Reproduce the material from its start through the line containing "[29,261,55,279]", including both ends. Omit the pictures from your answer.

Items listed in a dataset:
------------------------------------------------

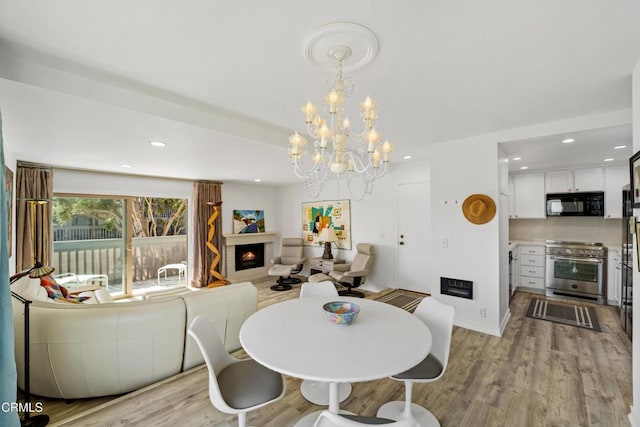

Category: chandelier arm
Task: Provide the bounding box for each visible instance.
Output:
[345,151,371,173]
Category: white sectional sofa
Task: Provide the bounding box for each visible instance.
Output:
[12,277,258,399]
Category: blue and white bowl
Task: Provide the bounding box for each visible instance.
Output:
[322,301,360,326]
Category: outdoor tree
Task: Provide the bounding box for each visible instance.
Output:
[53,197,187,237]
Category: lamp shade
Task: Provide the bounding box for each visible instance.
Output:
[318,227,338,242]
[29,261,55,279]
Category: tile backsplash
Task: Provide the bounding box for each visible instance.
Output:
[509,217,623,245]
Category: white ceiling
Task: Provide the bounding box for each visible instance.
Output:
[0,0,640,183]
[501,125,633,172]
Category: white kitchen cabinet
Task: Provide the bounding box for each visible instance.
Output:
[607,248,622,307]
[518,245,545,293]
[510,173,546,218]
[545,168,604,193]
[544,170,573,193]
[604,165,629,218]
[511,246,520,292]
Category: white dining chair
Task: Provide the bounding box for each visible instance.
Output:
[314,411,413,427]
[187,316,285,427]
[300,280,351,406]
[377,297,455,426]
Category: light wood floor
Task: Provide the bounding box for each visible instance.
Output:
[36,282,632,427]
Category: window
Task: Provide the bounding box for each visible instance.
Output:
[52,195,187,296]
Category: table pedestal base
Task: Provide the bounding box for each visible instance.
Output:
[376,402,440,427]
[294,411,355,427]
[300,380,351,406]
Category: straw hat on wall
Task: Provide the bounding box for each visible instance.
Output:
[462,194,496,224]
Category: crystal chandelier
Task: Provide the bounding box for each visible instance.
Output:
[289,42,393,200]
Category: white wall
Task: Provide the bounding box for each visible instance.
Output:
[629,56,640,427]
[278,160,430,290]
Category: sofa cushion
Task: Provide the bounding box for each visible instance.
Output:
[40,276,90,302]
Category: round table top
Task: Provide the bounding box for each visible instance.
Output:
[240,297,432,383]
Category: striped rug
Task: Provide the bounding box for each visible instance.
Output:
[526,298,600,332]
[376,289,428,313]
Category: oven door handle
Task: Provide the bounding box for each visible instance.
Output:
[550,256,603,264]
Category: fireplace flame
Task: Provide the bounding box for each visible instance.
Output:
[242,251,256,261]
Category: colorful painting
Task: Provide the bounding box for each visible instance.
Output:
[302,200,351,250]
[233,209,264,234]
[4,166,13,256]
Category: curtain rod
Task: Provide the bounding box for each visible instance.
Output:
[16,160,53,171]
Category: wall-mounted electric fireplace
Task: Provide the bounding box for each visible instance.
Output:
[235,243,264,271]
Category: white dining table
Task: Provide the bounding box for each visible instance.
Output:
[240,297,432,426]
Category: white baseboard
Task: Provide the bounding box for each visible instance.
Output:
[628,406,640,427]
[453,319,501,337]
[500,309,511,336]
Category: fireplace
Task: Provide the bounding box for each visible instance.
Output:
[236,243,264,271]
[223,231,277,283]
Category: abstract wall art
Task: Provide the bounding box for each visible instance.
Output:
[302,200,351,250]
[233,209,265,234]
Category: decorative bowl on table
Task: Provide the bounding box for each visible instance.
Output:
[322,301,360,326]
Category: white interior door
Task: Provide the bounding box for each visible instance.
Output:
[397,182,431,293]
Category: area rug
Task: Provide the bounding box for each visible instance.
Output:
[376,289,427,313]
[526,298,600,332]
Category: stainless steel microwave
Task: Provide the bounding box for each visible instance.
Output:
[547,191,604,216]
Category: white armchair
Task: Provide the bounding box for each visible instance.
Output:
[329,243,373,298]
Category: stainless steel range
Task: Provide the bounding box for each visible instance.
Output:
[545,240,607,304]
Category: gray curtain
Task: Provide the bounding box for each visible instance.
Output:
[16,162,53,271]
[191,181,223,288]
[0,112,20,427]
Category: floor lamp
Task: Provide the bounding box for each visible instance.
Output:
[9,199,54,426]
[207,202,229,288]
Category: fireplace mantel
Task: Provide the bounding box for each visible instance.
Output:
[222,231,278,246]
[222,231,278,282]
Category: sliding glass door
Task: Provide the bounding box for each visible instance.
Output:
[52,194,187,297]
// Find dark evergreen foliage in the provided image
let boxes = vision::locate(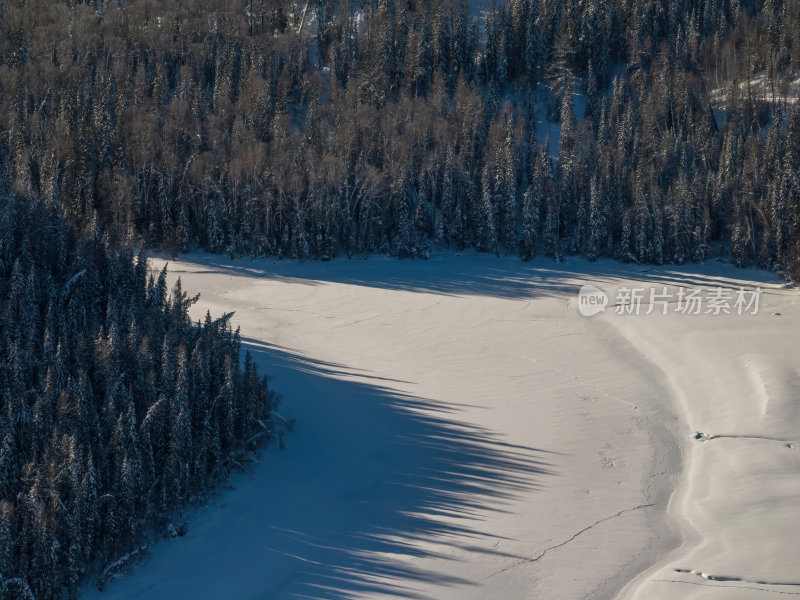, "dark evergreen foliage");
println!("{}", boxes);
[0,0,800,269]
[0,192,275,600]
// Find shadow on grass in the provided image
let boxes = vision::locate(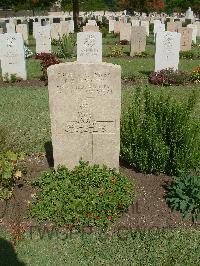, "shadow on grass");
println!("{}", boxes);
[0,238,26,266]
[44,141,54,167]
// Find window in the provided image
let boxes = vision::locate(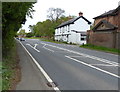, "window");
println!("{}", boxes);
[81,34,86,41]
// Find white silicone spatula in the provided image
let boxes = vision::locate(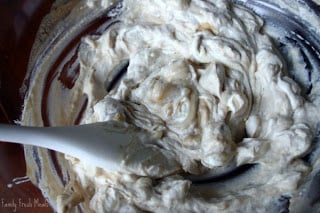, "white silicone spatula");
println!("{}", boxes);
[0,122,135,171]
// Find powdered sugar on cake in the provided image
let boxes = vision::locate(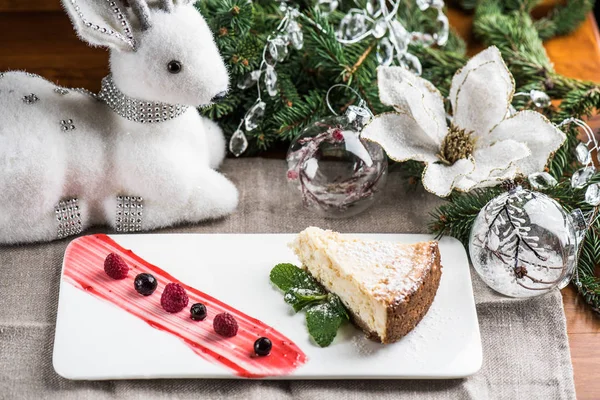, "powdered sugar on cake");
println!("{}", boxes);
[329,234,433,302]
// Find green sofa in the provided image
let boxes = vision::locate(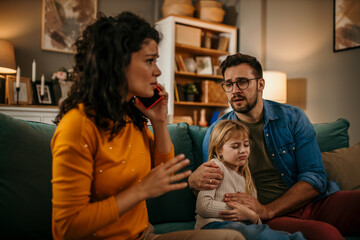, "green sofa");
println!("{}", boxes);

------------------------------------------------

* _Completed task_:
Category: chandelier arm
Task: Provide the bounding box for each visible instance.
Output:
[345,151,371,173]
Category: white sectional sofa
Task: Provide the bounding box for each visible instance.
Output:
[12,277,258,399]
Category: blue and white bowl
Task: Provide the bounding box for each visible instance.
Output:
[322,301,360,326]
Category: outdoor tree
Task: Provide the bounding box for each visible instance.
Output:
[53,197,187,237]
Category: lamp shade
Task: Provide the bounding box for each visible instance.
Output:
[318,227,338,242]
[29,261,55,279]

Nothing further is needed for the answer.